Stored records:
◆ ◆ ◆
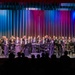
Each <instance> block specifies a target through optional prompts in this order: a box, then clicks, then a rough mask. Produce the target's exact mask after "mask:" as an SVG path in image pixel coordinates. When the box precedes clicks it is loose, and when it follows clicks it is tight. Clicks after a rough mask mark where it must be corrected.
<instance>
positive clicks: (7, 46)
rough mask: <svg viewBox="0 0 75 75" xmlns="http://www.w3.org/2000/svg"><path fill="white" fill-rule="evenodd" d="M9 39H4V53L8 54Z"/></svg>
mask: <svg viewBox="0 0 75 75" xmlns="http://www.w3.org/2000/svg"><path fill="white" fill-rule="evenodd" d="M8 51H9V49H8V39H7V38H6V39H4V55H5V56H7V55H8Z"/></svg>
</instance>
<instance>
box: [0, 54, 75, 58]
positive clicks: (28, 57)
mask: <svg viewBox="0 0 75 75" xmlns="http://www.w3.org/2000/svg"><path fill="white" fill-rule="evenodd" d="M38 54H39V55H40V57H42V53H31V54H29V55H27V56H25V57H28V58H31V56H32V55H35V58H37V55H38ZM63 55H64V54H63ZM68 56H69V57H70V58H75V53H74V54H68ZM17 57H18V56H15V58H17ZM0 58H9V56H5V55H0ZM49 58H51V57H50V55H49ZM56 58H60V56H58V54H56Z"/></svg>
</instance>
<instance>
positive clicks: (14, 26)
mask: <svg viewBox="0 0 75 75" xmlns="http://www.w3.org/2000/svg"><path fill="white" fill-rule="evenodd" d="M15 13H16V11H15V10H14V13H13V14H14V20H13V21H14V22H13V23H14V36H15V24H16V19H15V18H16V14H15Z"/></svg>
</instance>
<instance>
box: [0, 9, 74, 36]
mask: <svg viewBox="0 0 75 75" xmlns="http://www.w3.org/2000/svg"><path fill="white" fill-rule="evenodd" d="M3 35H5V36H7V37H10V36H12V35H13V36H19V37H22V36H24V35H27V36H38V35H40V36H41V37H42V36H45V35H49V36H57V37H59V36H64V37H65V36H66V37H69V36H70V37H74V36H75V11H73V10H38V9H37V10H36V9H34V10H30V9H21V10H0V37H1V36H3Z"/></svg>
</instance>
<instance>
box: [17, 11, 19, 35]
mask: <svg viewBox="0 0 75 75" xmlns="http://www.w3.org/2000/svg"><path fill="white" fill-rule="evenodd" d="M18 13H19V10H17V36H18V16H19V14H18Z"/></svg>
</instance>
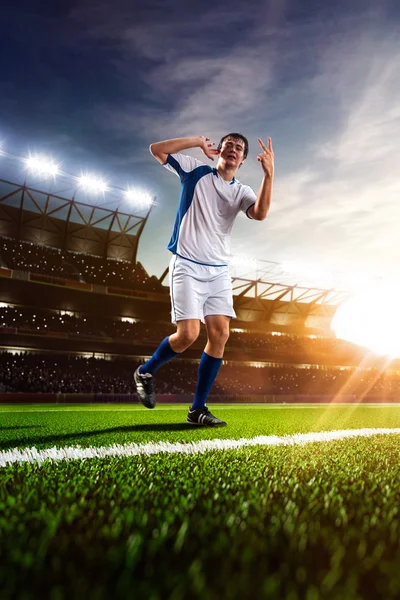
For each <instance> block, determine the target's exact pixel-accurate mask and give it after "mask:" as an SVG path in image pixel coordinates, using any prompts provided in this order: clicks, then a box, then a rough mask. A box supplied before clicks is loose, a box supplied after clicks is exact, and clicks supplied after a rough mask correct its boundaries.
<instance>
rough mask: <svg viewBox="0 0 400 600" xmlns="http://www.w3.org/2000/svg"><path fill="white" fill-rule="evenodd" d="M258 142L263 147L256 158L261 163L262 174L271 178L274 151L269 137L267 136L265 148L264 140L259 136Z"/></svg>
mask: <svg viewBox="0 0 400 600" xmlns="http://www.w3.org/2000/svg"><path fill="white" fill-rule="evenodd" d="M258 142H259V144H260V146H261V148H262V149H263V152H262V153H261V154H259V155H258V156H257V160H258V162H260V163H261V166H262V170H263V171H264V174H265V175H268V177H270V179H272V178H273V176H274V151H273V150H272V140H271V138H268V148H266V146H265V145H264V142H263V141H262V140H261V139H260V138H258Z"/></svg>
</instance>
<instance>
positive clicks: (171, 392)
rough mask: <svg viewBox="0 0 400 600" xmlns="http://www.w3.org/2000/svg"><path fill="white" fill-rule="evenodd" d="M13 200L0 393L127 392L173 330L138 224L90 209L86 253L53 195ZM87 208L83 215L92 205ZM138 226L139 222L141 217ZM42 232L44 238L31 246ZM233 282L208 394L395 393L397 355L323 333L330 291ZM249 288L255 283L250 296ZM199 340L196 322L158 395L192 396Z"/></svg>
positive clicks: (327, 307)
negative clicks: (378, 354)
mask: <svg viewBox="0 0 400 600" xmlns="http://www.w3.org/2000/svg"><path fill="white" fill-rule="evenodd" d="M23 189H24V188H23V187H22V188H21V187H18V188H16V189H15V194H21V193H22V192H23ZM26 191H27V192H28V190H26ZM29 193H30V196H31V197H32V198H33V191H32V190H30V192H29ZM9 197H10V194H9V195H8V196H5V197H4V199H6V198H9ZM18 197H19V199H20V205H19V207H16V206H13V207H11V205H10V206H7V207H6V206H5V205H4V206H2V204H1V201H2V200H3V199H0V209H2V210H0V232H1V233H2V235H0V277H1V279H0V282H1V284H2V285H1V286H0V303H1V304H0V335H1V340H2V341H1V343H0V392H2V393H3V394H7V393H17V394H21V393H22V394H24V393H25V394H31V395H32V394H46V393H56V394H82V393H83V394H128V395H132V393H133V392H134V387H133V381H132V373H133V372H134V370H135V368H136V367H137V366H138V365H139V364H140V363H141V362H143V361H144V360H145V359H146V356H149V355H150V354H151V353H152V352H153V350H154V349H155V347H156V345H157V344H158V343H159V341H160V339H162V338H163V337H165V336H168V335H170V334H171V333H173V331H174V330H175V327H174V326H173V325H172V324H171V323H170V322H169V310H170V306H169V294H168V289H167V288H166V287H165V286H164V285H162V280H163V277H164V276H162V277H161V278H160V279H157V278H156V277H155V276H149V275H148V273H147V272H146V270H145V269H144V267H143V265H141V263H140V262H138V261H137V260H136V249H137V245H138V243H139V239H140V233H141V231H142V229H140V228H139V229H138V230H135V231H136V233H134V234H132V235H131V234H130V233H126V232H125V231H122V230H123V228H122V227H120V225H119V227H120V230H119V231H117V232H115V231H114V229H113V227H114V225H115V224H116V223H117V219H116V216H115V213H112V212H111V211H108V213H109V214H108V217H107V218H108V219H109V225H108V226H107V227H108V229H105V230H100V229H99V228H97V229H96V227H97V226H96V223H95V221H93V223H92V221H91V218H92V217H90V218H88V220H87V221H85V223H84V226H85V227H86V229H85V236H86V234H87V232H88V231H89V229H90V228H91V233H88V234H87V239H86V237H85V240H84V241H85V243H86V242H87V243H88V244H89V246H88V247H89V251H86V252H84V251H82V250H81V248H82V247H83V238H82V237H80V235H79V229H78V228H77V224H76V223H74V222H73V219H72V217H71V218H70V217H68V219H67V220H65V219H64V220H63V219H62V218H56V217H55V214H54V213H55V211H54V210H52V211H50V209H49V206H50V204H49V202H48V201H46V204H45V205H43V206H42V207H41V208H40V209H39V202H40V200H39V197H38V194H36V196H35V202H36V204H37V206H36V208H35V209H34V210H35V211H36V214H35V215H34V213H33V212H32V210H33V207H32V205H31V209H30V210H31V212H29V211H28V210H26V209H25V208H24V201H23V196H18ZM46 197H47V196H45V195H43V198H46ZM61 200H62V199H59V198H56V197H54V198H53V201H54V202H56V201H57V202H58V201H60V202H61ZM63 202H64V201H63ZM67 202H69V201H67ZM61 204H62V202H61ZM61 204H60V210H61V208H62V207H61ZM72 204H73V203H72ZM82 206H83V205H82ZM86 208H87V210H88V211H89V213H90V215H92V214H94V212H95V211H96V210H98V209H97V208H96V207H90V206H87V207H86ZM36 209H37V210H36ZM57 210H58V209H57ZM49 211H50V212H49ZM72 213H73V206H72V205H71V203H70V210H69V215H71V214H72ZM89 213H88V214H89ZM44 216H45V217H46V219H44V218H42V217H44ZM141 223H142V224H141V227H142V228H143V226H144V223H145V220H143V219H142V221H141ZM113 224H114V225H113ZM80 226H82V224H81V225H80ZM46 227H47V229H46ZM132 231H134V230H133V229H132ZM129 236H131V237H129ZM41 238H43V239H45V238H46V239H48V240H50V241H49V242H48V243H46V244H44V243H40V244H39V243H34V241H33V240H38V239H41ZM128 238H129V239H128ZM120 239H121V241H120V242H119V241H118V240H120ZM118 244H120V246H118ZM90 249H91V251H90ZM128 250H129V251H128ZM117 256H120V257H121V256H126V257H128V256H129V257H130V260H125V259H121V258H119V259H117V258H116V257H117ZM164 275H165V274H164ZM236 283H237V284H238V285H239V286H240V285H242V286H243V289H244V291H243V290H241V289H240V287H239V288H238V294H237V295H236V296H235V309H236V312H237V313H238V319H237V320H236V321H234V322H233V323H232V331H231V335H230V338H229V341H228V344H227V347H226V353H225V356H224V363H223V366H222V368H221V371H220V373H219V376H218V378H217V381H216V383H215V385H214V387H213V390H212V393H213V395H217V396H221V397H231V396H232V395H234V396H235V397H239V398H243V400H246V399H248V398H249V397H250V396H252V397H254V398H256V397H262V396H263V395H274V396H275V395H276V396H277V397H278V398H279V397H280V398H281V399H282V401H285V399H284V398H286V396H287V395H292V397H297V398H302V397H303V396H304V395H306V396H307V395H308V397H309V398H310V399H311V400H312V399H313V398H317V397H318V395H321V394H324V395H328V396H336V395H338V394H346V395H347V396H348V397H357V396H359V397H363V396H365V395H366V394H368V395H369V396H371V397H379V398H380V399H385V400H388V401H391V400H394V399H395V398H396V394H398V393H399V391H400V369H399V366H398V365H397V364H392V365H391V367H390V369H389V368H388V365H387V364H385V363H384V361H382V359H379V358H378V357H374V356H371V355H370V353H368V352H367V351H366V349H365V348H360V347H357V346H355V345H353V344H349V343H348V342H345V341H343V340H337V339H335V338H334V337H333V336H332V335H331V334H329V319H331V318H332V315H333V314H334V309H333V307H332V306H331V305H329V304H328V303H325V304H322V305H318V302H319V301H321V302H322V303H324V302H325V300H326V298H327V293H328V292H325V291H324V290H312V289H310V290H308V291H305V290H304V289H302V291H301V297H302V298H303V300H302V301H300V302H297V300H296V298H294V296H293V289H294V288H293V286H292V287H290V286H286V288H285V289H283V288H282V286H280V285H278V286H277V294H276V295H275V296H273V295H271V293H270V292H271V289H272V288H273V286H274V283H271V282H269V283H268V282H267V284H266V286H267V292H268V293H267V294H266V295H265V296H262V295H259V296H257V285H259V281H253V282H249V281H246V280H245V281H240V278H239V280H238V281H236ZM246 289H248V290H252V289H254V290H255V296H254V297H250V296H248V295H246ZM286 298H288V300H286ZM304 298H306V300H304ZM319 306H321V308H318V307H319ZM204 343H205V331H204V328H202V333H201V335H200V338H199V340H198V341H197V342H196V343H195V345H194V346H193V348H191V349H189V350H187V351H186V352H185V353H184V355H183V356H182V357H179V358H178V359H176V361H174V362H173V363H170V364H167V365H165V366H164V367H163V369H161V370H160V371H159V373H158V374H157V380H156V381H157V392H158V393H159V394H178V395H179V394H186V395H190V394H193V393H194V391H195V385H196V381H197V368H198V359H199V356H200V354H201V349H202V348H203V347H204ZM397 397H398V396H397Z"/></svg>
◆ ◆ ◆
Which lines in the data above contain the word "order"? Copy every such line in full.

Each <instance> block specifies a target through optional prompts in this order: a box, then clicks, then a rough mask. Produce the target's exact mask after "mask:" as an SVG path in image pixel coordinates. When the box precedes clicks it is loose, and when it follows clicks it is tight. Clicks after a rough mask mark where it must be corrected.
For each <instance> block, determine the target's exact pixel-accurate mask and give it after "mask:" as an SVG path in image pixel coordinates, using any prompts provided in this order: clicks, then a box, then a rough mask. A box supplied before clicks is loose, a box supplied after clicks is exact, and clicks supplied after a rough mask correct its boundaries.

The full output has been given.